Extract:
Monday, April 27, 2020

When Sheltering at Home is Not Safe








During this pandemic, we are being called to shelter in place. For women and men living with violent partners, the home is neither shelter nor safe. It’s the opposite. Right now, home is the most dangerous place for a victim to be.

The stress of being laid off from a job, or fired can increase the abuser's frustration and anger. These strong feelings are often spewed out as physical or emotional violence toward their partner. Alcohol or drug consumption may increase during this time, allowing the perpetrator to justify the behavior, and leave the victim in serious danger.

Victims recognize the inky, foreboding cloud, swirling in the room. As tension builds, the breath-stealing stress becomes suffocating. Victims know the explosion will come, just not when. There is no way they can interrupt or stop the momentum.

If you are in this circumstance, know that your partner’s bad behavior is not about you or because of you. Understand that you are doing the best you can do with an unbearable situation. Only you know what you need to do to survive from one day to the next. Be kind to yourself. It’s easy to accept blame for the violence. Let me assure you that the brutality in your home is not your fault. Your partner is choosing to abuse you because they can. There is nothing you can do that gives anyone the right to physically or emotionally abuse you. You deserve to be loved and cherished.

Having to isolate yourself now plays right into your abuser’s hands. Isolation is the most important tool batterers use to maintain control over their victims. Shelters are available to help you through this period. If you are ready to leave, advocates from the shelters can help you make a plan and leave safely. If you are not ready to leave, advocates can offer you support and help you evaluate your options. Peer support groups are also available in many shelters. It may be difficult for you to contact a shelter right now since there is little privacy at home. However, when you go to the grocery store, medical clinic, or pharmacy, ask to use their phone and call your nearest shelter. As you prepare to leave, find a safe place to store copies of important documents, cash, and any other items you plan to take with you (somewhere in your house, or at a friend’s house) so you will be ready to leave at a moment’s notice.

Records shown:

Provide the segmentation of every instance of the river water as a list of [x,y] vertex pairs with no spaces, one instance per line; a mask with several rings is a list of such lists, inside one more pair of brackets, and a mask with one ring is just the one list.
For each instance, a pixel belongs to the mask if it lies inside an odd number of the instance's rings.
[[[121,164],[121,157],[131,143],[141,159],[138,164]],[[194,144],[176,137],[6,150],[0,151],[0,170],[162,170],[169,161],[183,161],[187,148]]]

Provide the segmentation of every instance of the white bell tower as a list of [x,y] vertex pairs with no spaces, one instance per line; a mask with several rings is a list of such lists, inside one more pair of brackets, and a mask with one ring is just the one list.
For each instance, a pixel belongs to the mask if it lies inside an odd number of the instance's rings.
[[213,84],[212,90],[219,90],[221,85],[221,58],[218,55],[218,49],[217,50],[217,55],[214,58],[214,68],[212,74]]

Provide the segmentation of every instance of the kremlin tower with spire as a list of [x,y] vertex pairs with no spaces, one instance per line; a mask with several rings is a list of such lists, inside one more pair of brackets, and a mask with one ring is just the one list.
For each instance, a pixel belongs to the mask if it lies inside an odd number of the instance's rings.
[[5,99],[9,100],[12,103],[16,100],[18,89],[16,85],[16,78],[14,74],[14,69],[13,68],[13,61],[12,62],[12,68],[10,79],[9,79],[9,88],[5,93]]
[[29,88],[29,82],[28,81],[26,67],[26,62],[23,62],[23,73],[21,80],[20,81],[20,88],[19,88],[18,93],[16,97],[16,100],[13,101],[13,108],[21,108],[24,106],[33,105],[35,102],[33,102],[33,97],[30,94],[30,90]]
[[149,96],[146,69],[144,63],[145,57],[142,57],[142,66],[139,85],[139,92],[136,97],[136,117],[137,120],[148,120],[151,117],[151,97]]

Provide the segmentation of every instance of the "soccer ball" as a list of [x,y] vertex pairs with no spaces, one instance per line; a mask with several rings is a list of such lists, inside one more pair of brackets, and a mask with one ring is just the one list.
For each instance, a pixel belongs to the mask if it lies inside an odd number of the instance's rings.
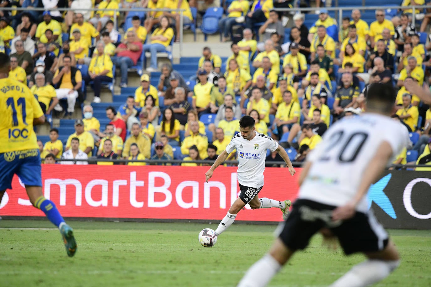
[[199,232],[197,237],[199,243],[204,247],[212,247],[217,242],[216,231],[210,228],[206,228]]

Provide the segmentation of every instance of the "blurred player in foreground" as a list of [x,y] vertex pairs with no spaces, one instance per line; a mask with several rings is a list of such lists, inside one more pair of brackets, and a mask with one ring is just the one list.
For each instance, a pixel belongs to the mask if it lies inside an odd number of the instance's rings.
[[208,182],[214,170],[226,160],[229,154],[235,149],[238,151],[239,164],[237,173],[241,193],[216,230],[217,236],[232,225],[237,214],[247,204],[252,209],[280,208],[283,212],[283,218],[287,216],[289,212],[289,207],[291,204],[290,200],[279,201],[267,198],[259,198],[258,196],[258,194],[263,187],[263,171],[265,169],[267,149],[271,151],[277,151],[286,162],[291,175],[294,175],[296,172],[284,149],[271,137],[256,132],[254,123],[254,119],[250,116],[241,118],[240,132],[232,138],[226,149],[205,173],[206,180]]
[[58,227],[67,255],[72,257],[76,251],[72,228],[42,193],[41,155],[33,126],[43,123],[45,116],[30,89],[8,78],[10,68],[9,56],[0,53],[0,201],[6,189],[12,188],[16,174],[25,185],[31,204]]
[[[395,93],[381,83],[368,88],[366,112],[336,123],[307,156],[298,199],[269,253],[252,266],[238,286],[264,286],[311,237],[325,231],[346,255],[367,259],[331,285],[361,287],[388,276],[400,264],[394,243],[368,209],[365,196],[407,143],[407,130],[390,117]],[[291,282],[293,284],[293,282]]]

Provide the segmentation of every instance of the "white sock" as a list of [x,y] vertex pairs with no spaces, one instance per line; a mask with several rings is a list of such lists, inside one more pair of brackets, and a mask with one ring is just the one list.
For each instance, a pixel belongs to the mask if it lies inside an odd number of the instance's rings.
[[229,226],[232,225],[232,224],[235,221],[235,218],[236,217],[236,214],[232,214],[228,212],[222,222],[220,222],[219,227],[216,229],[216,234],[219,236],[229,228]]
[[279,201],[267,198],[259,198],[259,200],[260,201],[260,207],[259,208],[277,207],[281,209],[286,207],[284,201]]
[[266,254],[248,269],[237,287],[266,286],[281,266],[269,254]]
[[363,287],[384,279],[400,265],[400,260],[369,259],[354,266],[331,287]]

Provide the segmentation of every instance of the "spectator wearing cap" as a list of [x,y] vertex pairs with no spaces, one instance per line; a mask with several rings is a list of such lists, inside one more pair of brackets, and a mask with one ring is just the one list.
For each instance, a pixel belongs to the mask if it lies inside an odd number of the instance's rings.
[[93,90],[94,92],[93,101],[95,103],[100,102],[102,82],[112,82],[113,76],[112,61],[109,55],[103,53],[105,43],[103,41],[99,40],[96,45],[98,55],[91,58],[88,66],[88,73],[82,79],[87,86],[91,82],[93,82]]
[[[170,64],[164,63],[162,64],[161,70],[162,72],[160,73],[160,77],[159,79],[159,83],[157,84],[157,90],[160,93],[159,96],[164,96],[165,92],[163,91],[167,90],[171,87],[170,79],[173,76],[175,76],[176,78],[178,79],[179,82],[177,86],[182,86],[184,88],[187,94],[188,94],[190,89],[186,84],[184,78],[178,71],[172,68]],[[189,96],[190,96],[190,95]],[[173,97],[173,93],[172,97]],[[165,105],[169,105],[170,104],[169,103],[165,103]]]
[[9,47],[9,41],[15,37],[15,31],[9,26],[9,19],[5,17],[0,18],[0,39],[3,40],[5,47]]
[[25,74],[29,75],[33,70],[33,59],[30,53],[24,49],[24,43],[18,40],[14,43],[16,52],[9,55],[16,57],[18,59],[18,65],[25,70]]
[[206,71],[205,70],[200,70],[198,71],[197,75],[199,83],[196,84],[194,89],[194,94],[192,97],[192,106],[200,114],[211,112],[209,104],[211,102],[211,89],[214,86],[214,84],[208,81]]
[[[79,139],[72,138],[70,140],[70,148],[63,153],[62,159],[65,160],[86,160],[88,158],[87,154],[79,149]],[[87,161],[63,160],[61,164],[88,164]]]
[[18,65],[18,59],[16,57],[10,57],[10,71],[9,71],[9,76],[8,77],[21,83],[24,83],[24,81],[27,82],[25,70]]
[[151,140],[142,133],[139,123],[135,123],[132,125],[131,135],[126,140],[123,148],[123,157],[127,158],[133,155],[131,153],[131,145],[137,145],[138,149],[145,158],[149,159],[151,157]]
[[139,16],[135,15],[132,17],[132,27],[126,31],[126,34],[124,36],[125,40],[127,40],[127,32],[129,31],[134,31],[137,37],[142,41],[142,43],[145,43],[148,32],[144,27],[141,25],[141,18]]
[[71,62],[70,57],[65,56],[63,58],[64,65],[56,71],[53,79],[53,84],[58,86],[56,89],[57,97],[59,99],[67,99],[67,116],[69,117],[75,111],[76,99],[80,94],[80,99],[84,98],[81,93],[82,76],[79,70],[71,65]]
[[[318,28],[321,26],[323,26],[325,28],[325,32],[329,27],[335,28],[334,29],[335,35],[337,34],[337,21],[335,21],[335,19],[328,15],[328,12],[327,9],[321,9],[319,12],[319,19],[315,22],[313,26],[309,30],[308,40],[310,42],[312,42],[312,40],[314,38],[314,34],[317,32]],[[332,37],[331,37],[331,38],[332,38]],[[334,49],[334,51],[335,52],[335,49]],[[314,57],[312,57],[312,59],[314,59]]]
[[187,114],[191,109],[191,107],[190,103],[186,100],[185,91],[183,88],[175,88],[174,93],[175,94],[175,102],[169,107],[174,111],[175,118],[184,126],[187,123]]
[[78,64],[88,65],[90,59],[88,57],[89,46],[87,40],[81,37],[81,31],[79,29],[75,28],[72,31],[72,34],[73,40],[70,44],[70,52],[75,55]]
[[127,35],[127,40],[118,45],[115,50],[117,56],[111,58],[117,71],[121,71],[120,86],[123,88],[127,86],[128,70],[136,65],[142,52],[142,43],[136,37],[136,33],[129,31]]
[[24,50],[27,51],[30,53],[32,56],[34,54],[34,41],[31,40],[28,34],[29,30],[27,28],[23,28],[21,29],[20,35],[17,36],[10,44],[10,53],[13,54],[16,52],[16,49],[15,49],[15,42],[18,40],[22,41],[22,43],[24,45]]
[[[106,26],[108,21],[113,21],[114,10],[118,9],[118,3],[114,0],[104,0],[99,3],[99,10],[94,12],[94,16],[90,19],[89,22],[96,28],[98,32]],[[109,9],[109,10],[107,10]],[[120,12],[117,11],[117,16],[120,15]]]
[[[187,3],[187,1],[184,2]],[[160,26],[151,34],[150,43],[144,45],[142,47],[144,52],[149,52],[151,54],[150,66],[147,68],[147,72],[159,71],[157,52],[166,51],[173,37],[174,30],[169,27],[169,19],[166,16],[162,16],[160,18]]]
[[159,96],[157,89],[150,83],[150,75],[144,74],[141,76],[141,86],[135,90],[135,105],[141,108],[145,106],[145,99],[147,96],[151,95],[154,99],[155,105],[159,106]]
[[79,139],[79,149],[84,152],[88,156],[91,156],[91,151],[94,148],[94,140],[93,136],[88,132],[84,130],[84,122],[82,120],[75,120],[75,133],[69,136],[66,142],[66,149],[70,149],[72,139],[78,138]]
[[[151,157],[153,160],[172,160],[172,157],[165,153],[164,145],[162,142],[156,142],[154,144],[154,148],[156,150],[156,154]],[[171,165],[169,162],[157,163],[151,164],[155,165]]]
[[37,52],[33,55],[33,59],[36,65],[38,62],[40,65],[41,64],[40,61],[43,61],[45,64],[44,69],[51,73],[55,72],[54,69],[57,65],[58,59],[55,56],[53,52],[47,50],[47,46],[45,44],[41,43],[37,43]]
[[[72,3],[75,1],[74,1]],[[81,33],[81,38],[87,41],[88,47],[91,46],[92,37],[95,38],[97,42],[99,41],[100,37],[100,34],[93,25],[84,20],[82,13],[77,13],[75,14],[75,18],[76,22],[70,27],[70,31],[72,33],[70,33],[69,38],[71,40],[75,38],[73,31],[78,30]]]
[[150,140],[153,140],[156,133],[156,129],[153,124],[148,120],[148,113],[144,111],[139,114],[139,117],[142,134],[145,135]]
[[55,89],[51,85],[47,84],[45,75],[42,73],[37,73],[34,75],[34,79],[36,83],[30,89],[30,91],[36,96],[44,114],[50,114],[54,107],[58,103]]
[[[102,145],[102,144],[100,144]],[[100,149],[99,151],[103,149],[103,151],[97,154],[97,158],[103,159],[116,160],[119,157],[118,154],[116,154],[112,150],[114,144],[110,139],[107,139],[103,142],[102,148]],[[97,153],[98,154],[99,151]],[[112,165],[114,164],[119,164],[119,163],[116,161],[98,161],[97,164],[99,165]]]
[[48,40],[45,36],[45,31],[49,29],[53,31],[54,40],[57,40],[61,34],[61,25],[57,21],[54,20],[51,16],[50,11],[46,11],[43,12],[42,15],[44,21],[37,25],[36,30],[36,41],[40,41],[43,43],[46,43]]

Brief 1: List the places the post on domestic violence during sheltering at home names where a victim can ask to use a phone to call a shelter.
Brief 2: Write the next part of the post on domestic violence during sheltering at home, starting after its last sentence.
The lines are separate material, unrelated to the post on domestic violence during sheltering at home.

Answer space 1:
- grocery store
- medical clinic
- pharmacy

Answer space 2:
In the meantime, if you are not ready to leave, there are things you can do.

Be compassionate with yourself. Treat yourself as you would your best friend. When you hear that internal voice starts to berate you, stop it in its tracks. Remind yourself of all the good things you really are: kind, hardworking, loving, creative, etc. No self-flagellation allowed. Instead, celebrate the goodness in you.

Take a moment, find a quiet spot to sit, and follow your breath. Repeat, “May I be happy, may I be healthy, may I be safe, may I be at peace” several times. A backyard is a good location to rest, watch the clouds, admire the flowers, dig in the dirt, and pray. Take a walk, a run, a bubble bath, something to that feeds your soul. Embrace the fearful parts of yourself with love and kindness. Believe that you deserve a moment to rest.

Stay in touch with at least one friend. Set a regular time to check in with them. Choose a signal (a word texted to them, a light left on, or a plant in the window) that tells them they need to call 911.

If you have children, set up a safety plan. What neighbor they can go to when things erupt at home, a hiding place within the house if necessary, and a code word telling them to call 911. Let them know that they are not responsible for what is happening.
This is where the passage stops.